*Objectif 1:*
Recopiez à l'identique le passage du texte sur Thomas Lipton qui débute aux mots « Par Georges Kaplan. » et se termine après « que Thomas Lipton. ».
*Objectif 2:*
D'après le texte sur Thomas Lipton, les affirmations suivantes sont-elles exactes ? (a) Lipton a fait baisser le prix du thé importé d'Asie. (b) Les deux dons de 1897 ont été versés au nom de Lipton. (c) Le second versement servait à lutter contre la famine en Inde. Répondez par oui ou par non à chacune, en citant fidèlement les mots du texte qui tranchent.

*Texte fourni:*
À la fin des années 1880, Sir Thomas Lipton se lance dans l’aventure qui permettra à son nom de passer à la postérité : en court-circuitant les circuits traditionnels d’approvisionnement en thé, il réduit considérablement le prix de vente du thé importé d’Asie et permet ainsi aux moins fortunés des sujets de sa majesté de goûter aux plaisirs délicieusement surannés du five o’clock tea.
Par Georges Kaplan.
Londres, 1897. Alors que les célébrations du jubilé de diamant de la Reine Victoria battent leur plein, un don anonyme de 25 000 livres sterling est versé au profit du fonds créé par la Princesse de Gales pour aider les pauvres de la capitale de l’empire suivi, peu après, d’un second versement du même montant qui vient participer à la lutte contre la famine en Inde. Ces deux dons étaient anonymes mais leurs montants ne laissaient que peu de doute sur l’origine de cet argent : le donateur ne pouvait être autre que Thomas Lipton.

*Données saisies:*
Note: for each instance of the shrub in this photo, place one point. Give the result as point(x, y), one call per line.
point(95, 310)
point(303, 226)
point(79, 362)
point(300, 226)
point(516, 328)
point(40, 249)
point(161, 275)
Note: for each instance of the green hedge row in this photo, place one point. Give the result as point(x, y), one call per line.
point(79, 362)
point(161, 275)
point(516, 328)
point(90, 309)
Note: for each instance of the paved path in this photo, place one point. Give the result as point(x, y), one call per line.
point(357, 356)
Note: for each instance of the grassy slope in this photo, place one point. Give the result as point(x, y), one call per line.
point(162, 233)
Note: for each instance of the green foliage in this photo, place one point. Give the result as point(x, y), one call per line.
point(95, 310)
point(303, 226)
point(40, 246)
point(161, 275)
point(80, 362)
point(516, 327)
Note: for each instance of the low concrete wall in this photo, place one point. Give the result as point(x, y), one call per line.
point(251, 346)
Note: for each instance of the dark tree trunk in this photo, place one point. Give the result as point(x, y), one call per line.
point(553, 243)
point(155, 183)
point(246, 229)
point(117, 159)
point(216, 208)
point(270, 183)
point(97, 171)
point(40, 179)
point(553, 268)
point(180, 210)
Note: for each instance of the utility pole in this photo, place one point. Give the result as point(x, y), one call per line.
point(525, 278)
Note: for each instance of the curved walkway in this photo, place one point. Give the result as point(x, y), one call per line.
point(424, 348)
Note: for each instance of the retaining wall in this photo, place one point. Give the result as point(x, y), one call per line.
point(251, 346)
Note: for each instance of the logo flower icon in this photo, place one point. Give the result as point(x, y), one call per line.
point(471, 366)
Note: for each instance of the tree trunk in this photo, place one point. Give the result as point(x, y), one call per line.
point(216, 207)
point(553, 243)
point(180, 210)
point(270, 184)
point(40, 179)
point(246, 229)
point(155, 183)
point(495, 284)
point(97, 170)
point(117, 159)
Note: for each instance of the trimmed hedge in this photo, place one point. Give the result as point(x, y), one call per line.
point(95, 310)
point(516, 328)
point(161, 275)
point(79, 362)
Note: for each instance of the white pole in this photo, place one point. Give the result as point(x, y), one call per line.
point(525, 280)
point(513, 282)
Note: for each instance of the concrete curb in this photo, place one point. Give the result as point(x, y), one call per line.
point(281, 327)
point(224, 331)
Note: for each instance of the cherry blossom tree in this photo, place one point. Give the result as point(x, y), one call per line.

*Résultat 1:*
Par Georges Kaplan.
Londres, 1897. Alors que les célébrations du jubilé de diamant de la Reine Victoria battent leur plein, un don anonyme de 25 000 livres sterling est versé au profit du fonds créé par la Princesse de Gales pour aider les pauvres de la capitale de l’empire suivi, peu après, d’un second versement du même montant qui vient participer à la lutte contre la famine en Inde. Ces deux dons étaient anonymes mais leurs montants ne laissaient que peu de doute sur l’origine de cet argent : le donateur ne pouvait être autre que Thomas Lipton.

*Résultat 2:*
(a) Oui : « il réduit considérablement le prix de vente du thé importé d’Asie ».
(b) Non : « Ces deux dons étaient anonymes ».
(c) Oui : « un second versement du même montant qui vient participer à la lutte contre la famine en Inde ».